## Task instructions
Pull out each line of the items below that contains the word "white".

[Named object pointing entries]
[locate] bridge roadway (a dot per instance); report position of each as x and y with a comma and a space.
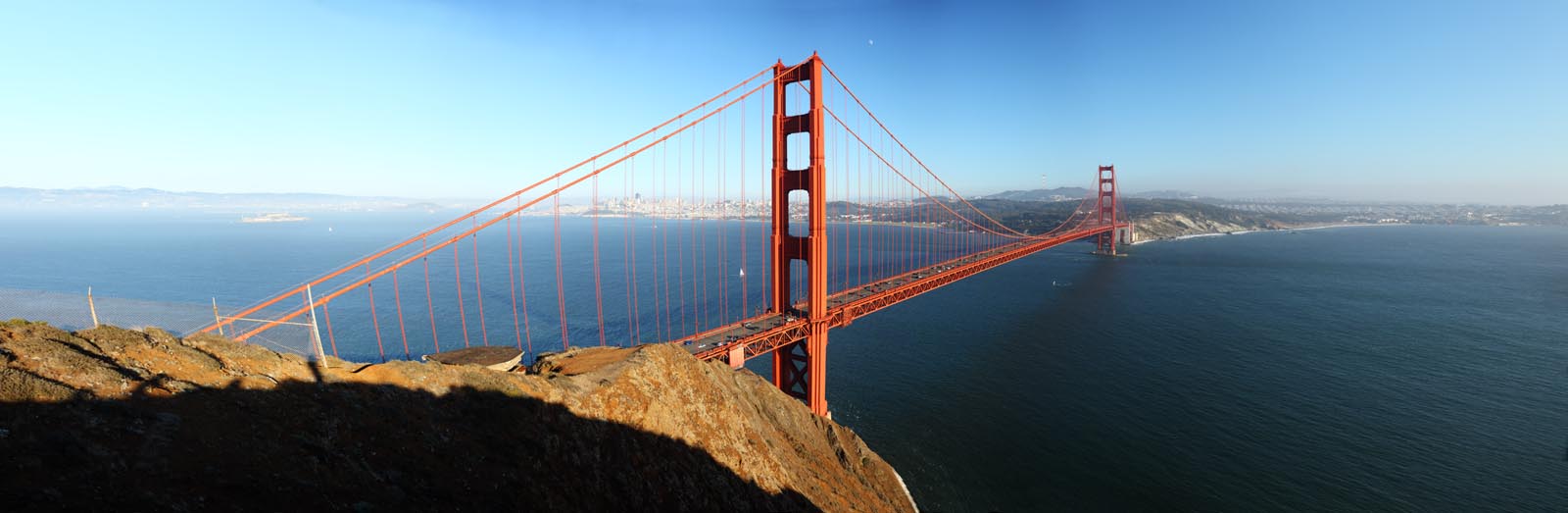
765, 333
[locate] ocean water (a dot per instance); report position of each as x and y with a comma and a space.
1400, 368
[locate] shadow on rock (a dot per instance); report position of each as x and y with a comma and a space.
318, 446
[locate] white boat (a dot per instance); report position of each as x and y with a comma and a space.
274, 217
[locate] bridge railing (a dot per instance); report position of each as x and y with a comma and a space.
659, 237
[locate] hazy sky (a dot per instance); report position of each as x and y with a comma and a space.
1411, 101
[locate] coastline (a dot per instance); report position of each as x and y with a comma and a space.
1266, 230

==

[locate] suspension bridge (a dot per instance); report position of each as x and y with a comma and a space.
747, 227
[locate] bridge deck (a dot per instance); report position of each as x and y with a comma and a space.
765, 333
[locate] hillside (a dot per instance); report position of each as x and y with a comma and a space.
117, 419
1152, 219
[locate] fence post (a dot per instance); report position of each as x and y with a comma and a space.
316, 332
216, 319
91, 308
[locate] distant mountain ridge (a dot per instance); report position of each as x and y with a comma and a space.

==

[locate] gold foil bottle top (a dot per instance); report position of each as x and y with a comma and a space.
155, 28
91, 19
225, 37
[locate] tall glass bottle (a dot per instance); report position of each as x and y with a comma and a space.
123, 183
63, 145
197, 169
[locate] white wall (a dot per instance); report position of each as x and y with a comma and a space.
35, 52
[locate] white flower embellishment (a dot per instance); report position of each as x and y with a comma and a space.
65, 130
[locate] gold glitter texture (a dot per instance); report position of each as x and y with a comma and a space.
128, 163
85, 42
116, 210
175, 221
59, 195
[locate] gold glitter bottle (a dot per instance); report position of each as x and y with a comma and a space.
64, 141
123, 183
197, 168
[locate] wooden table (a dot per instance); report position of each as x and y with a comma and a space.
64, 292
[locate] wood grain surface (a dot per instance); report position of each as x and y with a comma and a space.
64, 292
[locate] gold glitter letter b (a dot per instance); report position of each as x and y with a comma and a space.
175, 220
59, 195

## Reply to the task
[locate] white boat (a dot per instance); report position of each as x and y with a comma and a space.
[locate] white wall (a dot per instance); report position of each as x and y with a comma and a space.
[locate] white flower embellishment (a dot per instance); report position of each as x and y with a comma and a space.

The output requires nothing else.